▶ [WHAT TO WORK ON]:
Reproduce the closing part of the entries exactly: the line with "Please drop a marker on the tree line" and all lines after it, ending with the last line, and nothing else.

▶ [GIVEN RECORDS]:
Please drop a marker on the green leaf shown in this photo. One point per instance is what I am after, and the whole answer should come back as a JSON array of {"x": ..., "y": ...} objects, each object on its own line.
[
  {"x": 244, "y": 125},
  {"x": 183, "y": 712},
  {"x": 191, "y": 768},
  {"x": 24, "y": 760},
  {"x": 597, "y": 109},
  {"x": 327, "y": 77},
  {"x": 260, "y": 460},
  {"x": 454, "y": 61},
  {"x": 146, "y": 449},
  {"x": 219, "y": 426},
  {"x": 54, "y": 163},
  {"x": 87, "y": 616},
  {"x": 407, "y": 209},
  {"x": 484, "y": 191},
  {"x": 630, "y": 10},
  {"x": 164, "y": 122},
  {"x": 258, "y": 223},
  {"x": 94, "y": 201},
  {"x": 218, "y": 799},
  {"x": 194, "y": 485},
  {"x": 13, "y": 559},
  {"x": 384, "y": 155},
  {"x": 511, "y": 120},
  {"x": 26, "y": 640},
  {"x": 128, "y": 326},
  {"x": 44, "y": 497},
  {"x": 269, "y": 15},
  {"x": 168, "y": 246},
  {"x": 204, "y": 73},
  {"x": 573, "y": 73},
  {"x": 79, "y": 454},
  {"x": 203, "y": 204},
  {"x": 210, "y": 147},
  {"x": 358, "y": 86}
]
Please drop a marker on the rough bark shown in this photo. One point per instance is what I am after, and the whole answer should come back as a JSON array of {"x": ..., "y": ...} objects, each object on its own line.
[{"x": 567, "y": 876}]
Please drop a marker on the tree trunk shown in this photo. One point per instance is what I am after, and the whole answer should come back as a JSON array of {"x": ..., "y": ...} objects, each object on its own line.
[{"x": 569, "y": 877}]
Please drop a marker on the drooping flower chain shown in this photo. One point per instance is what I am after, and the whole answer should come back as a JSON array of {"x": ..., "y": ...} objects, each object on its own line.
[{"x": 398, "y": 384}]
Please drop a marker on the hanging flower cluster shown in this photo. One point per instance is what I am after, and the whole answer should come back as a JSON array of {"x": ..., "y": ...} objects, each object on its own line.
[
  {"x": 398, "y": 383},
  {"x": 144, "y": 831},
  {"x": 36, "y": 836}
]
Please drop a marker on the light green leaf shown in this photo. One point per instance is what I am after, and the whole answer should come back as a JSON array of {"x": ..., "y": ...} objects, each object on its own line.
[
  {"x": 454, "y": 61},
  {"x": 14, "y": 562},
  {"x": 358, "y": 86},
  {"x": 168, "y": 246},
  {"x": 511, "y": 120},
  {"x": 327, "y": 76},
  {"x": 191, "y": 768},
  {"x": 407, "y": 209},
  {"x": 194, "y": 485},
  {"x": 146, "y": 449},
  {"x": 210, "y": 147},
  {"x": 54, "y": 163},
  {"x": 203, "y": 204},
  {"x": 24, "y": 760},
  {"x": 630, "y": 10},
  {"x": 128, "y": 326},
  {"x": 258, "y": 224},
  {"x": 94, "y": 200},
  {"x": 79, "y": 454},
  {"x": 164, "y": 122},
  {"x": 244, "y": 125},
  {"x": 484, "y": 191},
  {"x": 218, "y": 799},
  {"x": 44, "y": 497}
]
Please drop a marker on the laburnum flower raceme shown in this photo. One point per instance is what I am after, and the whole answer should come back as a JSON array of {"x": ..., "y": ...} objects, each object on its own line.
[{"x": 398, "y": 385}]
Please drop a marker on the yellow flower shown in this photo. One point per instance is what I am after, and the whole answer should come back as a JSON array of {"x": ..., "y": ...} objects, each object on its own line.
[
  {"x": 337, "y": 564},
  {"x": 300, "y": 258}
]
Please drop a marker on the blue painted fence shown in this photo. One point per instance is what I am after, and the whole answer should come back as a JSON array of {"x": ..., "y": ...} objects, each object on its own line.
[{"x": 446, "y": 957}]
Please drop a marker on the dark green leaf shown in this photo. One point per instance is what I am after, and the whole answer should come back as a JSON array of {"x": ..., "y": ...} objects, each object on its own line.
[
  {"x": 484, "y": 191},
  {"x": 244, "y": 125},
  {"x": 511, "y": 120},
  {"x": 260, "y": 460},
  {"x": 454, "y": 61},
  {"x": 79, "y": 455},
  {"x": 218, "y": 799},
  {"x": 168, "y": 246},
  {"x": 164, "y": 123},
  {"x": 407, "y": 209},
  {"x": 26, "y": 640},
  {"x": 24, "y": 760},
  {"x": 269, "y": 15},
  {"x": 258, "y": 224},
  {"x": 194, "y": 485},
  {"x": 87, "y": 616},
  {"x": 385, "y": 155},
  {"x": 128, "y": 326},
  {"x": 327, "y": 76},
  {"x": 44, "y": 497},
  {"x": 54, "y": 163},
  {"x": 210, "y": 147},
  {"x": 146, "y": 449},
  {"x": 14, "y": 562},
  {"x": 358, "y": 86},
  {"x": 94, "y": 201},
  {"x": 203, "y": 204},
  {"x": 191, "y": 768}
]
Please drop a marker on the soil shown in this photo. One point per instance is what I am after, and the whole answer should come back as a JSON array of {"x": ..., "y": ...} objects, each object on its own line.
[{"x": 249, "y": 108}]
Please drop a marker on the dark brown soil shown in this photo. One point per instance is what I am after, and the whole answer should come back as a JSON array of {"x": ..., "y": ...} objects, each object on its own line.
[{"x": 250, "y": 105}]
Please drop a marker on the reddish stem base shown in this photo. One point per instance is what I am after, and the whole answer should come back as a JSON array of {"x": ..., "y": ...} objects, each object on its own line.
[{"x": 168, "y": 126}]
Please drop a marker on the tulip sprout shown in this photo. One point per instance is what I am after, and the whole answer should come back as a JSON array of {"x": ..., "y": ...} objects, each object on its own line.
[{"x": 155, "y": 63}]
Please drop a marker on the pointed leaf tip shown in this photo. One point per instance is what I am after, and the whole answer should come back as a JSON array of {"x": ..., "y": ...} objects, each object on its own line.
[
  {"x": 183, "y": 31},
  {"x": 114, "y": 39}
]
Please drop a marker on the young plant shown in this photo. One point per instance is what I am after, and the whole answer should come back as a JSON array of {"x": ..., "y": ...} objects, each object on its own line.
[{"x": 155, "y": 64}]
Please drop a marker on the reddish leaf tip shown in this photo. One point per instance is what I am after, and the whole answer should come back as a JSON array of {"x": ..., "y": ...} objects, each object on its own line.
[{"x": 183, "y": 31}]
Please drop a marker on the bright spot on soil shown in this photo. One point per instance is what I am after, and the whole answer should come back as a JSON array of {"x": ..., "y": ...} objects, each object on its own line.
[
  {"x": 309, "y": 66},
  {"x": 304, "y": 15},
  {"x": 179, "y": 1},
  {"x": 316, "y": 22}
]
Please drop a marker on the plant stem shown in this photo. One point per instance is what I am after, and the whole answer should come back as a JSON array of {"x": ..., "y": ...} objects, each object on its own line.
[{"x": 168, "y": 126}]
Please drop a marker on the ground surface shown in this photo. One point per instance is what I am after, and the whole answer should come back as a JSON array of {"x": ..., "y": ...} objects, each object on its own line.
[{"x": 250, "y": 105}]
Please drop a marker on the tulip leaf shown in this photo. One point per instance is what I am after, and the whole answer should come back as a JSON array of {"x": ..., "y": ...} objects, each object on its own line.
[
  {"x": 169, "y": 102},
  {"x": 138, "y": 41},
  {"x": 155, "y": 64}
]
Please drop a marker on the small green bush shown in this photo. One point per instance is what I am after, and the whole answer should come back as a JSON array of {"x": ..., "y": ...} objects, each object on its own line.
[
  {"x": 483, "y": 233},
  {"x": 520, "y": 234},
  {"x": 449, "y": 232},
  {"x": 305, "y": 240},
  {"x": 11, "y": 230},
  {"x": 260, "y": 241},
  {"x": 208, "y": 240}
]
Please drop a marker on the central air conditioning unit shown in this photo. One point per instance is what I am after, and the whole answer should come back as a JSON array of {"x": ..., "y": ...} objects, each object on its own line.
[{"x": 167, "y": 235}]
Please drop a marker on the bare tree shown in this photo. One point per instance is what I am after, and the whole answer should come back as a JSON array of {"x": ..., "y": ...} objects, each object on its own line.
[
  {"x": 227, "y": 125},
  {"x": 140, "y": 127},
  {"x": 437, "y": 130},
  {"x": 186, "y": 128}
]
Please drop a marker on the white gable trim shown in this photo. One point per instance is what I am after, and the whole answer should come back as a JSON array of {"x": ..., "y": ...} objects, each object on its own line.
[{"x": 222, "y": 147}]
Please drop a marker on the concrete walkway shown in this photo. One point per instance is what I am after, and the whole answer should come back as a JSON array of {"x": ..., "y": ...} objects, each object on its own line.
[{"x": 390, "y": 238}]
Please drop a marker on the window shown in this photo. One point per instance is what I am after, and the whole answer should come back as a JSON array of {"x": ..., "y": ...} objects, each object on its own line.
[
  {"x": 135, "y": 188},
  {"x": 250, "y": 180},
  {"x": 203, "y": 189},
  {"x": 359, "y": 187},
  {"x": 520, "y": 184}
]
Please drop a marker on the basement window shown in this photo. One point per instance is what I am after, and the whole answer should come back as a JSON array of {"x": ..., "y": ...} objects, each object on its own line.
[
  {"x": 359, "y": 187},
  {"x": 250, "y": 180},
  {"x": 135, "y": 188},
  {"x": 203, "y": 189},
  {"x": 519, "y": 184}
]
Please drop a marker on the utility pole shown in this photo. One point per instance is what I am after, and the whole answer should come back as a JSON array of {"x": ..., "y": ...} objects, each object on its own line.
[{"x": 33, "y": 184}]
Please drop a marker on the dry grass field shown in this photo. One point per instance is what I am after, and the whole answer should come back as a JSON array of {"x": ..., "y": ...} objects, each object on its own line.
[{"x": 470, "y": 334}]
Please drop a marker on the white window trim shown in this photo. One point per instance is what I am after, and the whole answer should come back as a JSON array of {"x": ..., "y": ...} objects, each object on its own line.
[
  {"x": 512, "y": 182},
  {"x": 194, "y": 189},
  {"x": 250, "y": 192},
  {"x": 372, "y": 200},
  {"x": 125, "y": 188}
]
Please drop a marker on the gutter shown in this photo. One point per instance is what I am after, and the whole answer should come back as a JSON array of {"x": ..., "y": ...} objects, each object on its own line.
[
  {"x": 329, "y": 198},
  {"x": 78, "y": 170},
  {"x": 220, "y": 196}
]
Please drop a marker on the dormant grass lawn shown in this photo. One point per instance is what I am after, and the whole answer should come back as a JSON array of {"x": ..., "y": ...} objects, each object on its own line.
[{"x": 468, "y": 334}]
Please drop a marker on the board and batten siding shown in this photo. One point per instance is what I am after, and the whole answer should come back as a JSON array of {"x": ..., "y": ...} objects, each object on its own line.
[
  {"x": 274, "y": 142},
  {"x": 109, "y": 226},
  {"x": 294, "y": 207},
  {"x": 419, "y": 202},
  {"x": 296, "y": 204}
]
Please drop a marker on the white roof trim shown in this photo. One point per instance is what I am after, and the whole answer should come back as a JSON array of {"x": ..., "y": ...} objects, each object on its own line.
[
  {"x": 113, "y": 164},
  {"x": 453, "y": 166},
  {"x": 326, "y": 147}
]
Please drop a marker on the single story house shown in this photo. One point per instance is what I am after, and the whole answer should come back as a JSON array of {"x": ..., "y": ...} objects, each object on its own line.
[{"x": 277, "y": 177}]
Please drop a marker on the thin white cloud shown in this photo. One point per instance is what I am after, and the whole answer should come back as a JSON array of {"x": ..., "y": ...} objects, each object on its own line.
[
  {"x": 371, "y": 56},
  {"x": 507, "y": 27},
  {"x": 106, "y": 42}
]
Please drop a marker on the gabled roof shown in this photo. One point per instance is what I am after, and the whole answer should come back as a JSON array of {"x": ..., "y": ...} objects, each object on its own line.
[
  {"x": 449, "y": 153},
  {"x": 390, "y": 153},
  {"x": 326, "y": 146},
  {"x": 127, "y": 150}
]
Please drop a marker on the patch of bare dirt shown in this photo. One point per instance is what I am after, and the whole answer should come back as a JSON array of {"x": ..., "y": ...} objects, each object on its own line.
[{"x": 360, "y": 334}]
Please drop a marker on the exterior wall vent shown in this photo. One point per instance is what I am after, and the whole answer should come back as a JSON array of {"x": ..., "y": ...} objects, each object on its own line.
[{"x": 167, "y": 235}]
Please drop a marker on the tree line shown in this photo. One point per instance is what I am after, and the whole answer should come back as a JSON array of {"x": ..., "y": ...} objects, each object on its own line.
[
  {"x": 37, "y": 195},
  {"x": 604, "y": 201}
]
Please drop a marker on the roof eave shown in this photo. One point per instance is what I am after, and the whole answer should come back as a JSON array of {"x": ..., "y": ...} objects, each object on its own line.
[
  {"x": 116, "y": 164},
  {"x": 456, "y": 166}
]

▶ [FINISHED EXERCISE]:
Please drop a marker on the tree line shown in this photo. One point per instance is what I am after, and the whole answer should come back as a JSON array of {"x": ..., "y": ...} objects, each object on its own line.
[
  {"x": 37, "y": 195},
  {"x": 604, "y": 201}
]
Please drop a marker on the roof eave shown in this photo. One point per instance is what I am after, and the whole answer should come back as a JSON array of {"x": ..., "y": ...} objects, each object on its own line.
[
  {"x": 116, "y": 164},
  {"x": 456, "y": 166}
]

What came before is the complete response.